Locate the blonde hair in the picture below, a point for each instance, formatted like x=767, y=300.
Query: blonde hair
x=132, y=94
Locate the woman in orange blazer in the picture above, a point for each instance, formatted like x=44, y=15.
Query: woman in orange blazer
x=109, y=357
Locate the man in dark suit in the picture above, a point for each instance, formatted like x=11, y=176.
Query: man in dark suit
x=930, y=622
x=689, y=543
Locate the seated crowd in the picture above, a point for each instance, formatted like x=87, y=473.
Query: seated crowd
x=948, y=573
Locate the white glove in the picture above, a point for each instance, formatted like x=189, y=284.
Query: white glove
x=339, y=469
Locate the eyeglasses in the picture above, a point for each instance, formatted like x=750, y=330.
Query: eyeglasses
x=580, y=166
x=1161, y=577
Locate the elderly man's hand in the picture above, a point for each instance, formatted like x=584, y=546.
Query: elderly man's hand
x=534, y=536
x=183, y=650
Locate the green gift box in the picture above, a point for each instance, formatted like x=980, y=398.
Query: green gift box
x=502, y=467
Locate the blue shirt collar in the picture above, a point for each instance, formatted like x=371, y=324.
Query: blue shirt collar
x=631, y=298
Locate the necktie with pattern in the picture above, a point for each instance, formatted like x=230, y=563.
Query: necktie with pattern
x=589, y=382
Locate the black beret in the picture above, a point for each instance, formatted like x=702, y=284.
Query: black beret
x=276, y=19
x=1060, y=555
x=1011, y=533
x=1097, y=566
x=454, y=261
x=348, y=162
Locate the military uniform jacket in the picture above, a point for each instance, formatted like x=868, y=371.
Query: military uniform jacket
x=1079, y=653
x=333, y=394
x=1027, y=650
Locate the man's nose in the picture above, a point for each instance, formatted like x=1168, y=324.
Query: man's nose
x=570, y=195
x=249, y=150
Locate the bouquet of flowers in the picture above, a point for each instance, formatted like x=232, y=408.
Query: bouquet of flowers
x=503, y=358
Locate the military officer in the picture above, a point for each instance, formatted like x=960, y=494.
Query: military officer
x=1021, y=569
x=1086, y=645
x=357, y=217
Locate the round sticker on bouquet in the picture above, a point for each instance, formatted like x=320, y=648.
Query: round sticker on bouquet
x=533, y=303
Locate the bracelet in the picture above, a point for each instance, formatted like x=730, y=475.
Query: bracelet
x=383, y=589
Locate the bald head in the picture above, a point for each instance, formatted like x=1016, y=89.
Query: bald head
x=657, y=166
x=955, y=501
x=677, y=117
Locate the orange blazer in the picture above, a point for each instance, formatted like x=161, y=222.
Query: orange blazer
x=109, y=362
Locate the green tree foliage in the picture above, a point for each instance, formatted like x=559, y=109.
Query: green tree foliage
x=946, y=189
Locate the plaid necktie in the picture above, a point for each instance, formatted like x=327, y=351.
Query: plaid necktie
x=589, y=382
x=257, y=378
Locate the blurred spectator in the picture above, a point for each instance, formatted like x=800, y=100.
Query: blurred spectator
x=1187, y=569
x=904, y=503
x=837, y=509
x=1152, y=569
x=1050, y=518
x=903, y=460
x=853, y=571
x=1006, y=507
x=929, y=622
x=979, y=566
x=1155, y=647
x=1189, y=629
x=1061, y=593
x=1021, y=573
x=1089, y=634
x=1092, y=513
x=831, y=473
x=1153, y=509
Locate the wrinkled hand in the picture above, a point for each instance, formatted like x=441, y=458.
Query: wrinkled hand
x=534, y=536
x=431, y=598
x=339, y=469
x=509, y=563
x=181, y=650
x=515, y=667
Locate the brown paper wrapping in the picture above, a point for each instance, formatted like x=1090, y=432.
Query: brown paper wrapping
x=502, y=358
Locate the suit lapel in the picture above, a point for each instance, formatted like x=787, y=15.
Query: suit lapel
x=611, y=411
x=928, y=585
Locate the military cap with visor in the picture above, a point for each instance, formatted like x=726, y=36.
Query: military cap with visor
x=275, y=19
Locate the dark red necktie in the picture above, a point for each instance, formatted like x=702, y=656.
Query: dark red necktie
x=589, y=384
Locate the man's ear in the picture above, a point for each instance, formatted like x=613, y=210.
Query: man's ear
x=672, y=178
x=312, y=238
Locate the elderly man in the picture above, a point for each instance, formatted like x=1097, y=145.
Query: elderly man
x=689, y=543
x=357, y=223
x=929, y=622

════════

Please return the rows above from the line that contains "Locate the suit" up to and including the line that contains "x=312, y=238", copied verbatim.

### [REPLY TO THE TASK]
Locate the suit lapel in the picture above, a point for each instance, formatted like x=787, y=15.
Query: suit lapel
x=611, y=411
x=928, y=585
Locate the military cap with visor in the picture above, a point for each instance, formatted like x=726, y=36.
Query: military cap with visor
x=275, y=19
Locate the dark red necktie in the picture above, a point for each instance, formatted like x=702, y=656.
Query: dark red necktie
x=589, y=384
Locate the man's ear in the picture above, a point for each instance, formatted like x=613, y=210.
Query: man's ear
x=672, y=178
x=312, y=238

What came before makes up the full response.